*RECORDS FOR THE EXERCISE*.

= = = =

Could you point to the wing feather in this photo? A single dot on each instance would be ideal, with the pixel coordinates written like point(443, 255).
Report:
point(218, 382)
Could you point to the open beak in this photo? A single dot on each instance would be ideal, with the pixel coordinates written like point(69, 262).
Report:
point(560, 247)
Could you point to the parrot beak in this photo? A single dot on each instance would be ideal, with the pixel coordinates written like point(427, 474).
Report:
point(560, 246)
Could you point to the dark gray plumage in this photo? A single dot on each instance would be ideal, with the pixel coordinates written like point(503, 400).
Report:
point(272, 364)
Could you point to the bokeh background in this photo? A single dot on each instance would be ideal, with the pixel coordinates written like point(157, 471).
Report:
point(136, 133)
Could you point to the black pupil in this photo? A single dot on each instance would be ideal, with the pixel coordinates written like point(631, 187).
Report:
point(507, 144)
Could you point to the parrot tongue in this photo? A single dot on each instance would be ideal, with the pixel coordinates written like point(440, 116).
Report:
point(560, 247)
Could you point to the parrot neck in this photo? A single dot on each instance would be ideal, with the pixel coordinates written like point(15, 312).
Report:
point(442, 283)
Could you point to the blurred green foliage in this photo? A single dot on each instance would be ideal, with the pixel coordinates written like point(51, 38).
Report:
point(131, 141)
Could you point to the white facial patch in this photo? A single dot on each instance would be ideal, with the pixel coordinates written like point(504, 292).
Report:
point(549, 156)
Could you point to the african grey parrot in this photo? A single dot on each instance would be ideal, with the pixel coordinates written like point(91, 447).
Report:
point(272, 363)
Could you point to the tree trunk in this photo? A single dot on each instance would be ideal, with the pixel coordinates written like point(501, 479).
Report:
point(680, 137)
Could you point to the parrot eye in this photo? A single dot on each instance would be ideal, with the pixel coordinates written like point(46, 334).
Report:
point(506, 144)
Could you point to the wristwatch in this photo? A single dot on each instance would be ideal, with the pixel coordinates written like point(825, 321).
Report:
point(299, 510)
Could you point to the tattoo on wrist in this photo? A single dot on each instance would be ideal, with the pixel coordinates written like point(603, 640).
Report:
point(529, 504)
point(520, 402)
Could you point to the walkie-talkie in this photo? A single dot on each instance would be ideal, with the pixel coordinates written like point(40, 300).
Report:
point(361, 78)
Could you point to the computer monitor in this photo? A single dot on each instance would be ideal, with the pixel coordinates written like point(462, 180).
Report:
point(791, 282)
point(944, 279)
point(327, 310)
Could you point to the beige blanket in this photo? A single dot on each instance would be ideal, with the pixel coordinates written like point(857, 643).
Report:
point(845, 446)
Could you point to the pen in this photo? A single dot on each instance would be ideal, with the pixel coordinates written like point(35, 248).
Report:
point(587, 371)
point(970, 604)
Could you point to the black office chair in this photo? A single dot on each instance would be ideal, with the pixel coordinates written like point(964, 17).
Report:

= = = =

*PROBLEM TO SOLVE*. Read through the data and copy every line where "beak" shows up.

*REPLY*.
Could you point to the open beak in this photo? A single dot on each instance would be ideal, with the pixel coordinates written like point(69, 262).
Could you point to the parrot beak in this photo? A single dot on each instance would be ideal, with the pixel coordinates written like point(427, 474).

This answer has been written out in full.